╭─ SOURCE DATA

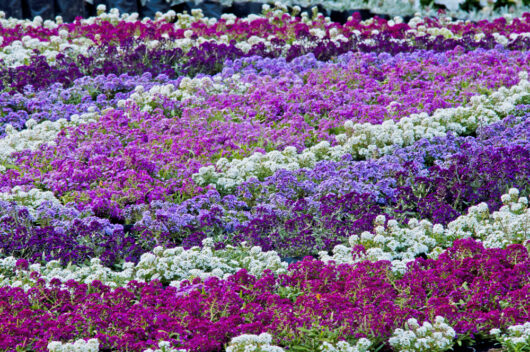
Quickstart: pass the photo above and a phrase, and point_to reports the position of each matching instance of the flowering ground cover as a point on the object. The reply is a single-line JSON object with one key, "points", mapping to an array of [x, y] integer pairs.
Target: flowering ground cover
{"points": [[270, 183]]}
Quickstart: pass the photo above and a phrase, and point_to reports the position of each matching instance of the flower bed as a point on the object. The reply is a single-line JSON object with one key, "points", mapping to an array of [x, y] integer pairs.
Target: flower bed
{"points": [[161, 184]]}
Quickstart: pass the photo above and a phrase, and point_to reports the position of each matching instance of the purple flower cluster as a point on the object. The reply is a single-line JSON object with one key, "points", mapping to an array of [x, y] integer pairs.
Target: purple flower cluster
{"points": [[134, 157]]}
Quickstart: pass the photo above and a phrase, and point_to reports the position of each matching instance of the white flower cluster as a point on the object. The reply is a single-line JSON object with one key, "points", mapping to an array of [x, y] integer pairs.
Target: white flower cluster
{"points": [[400, 245], [170, 265], [37, 134], [370, 141], [362, 345], [253, 343], [186, 90], [19, 52], [392, 242], [91, 345], [30, 199], [516, 339], [428, 337]]}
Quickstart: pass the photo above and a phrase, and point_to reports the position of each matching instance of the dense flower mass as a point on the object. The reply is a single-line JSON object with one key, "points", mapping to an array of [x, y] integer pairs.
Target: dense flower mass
{"points": [[274, 183]]}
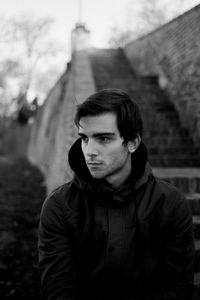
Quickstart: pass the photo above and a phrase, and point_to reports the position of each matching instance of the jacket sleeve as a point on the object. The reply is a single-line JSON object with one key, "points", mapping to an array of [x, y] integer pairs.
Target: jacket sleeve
{"points": [[178, 253], [56, 261]]}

╰─

WHAT IS REQUIRED: Set the listing down in full and exactly. Pictures within it should not appear in the copy.

EXERCISE RESULT:
Quickstart: pass the photo above and a phrase, and point_to reports the position of each matching instance of the flowering ground cover as a point on the object. The reply is a single-line JSON object with one key, "points", mapping to an array of [x, y] integer pairs.
Target: flowering ground cover
{"points": [[270, 183]]}
Quickstart: pass the photo above and a phrase, and point_to reports the position of each matching instance of the flower bed as a point on the object. The reply is a single-line JSON object with one key, "points", mapping to an array of [x, y] integer pairs.
Target: flower bed
{"points": [[161, 184]]}
Quickstart: pass the photo above and a phrase, and point_to reports the position of each matching instance of the purple flower cluster as a point on the object. The reply is a single-line JSON object with one key, "points", mapping to an array of [x, y] integer pairs.
Target: purple flower cluster
{"points": [[134, 157]]}
Quickstart: pass the photo above and a phrase, and point_to reports the position of each matching instance of the white flower cluster as a point on the object. The reply is a single-line JSON object with one key, "points", mapping to an array of [x, y] integer pairs.
Target: white flower cluster
{"points": [[400, 245], [170, 265], [37, 134], [370, 141], [362, 345], [253, 343], [186, 90], [19, 52], [392, 242], [91, 345], [30, 199], [516, 339], [428, 337]]}
Quickstart: pass the photo above and a phrase, and point_to reports the position of each matching instance of the dense flower mass as a point on the object. The reply is a single-line JSON object with one key, "points", mapping to an array of [x, y] integer pairs.
Target: dense flower mass
{"points": [[274, 183]]}
Quickstart: pass the photo above and a phrase, and point_to reports the position of each matching instance of the jacket sleeve as a point on the object. The reply is a single-line JSON object with one key, "points", mapping to an array of [x, y] integer pairs.
Target: jacket sleeve
{"points": [[178, 253], [56, 261]]}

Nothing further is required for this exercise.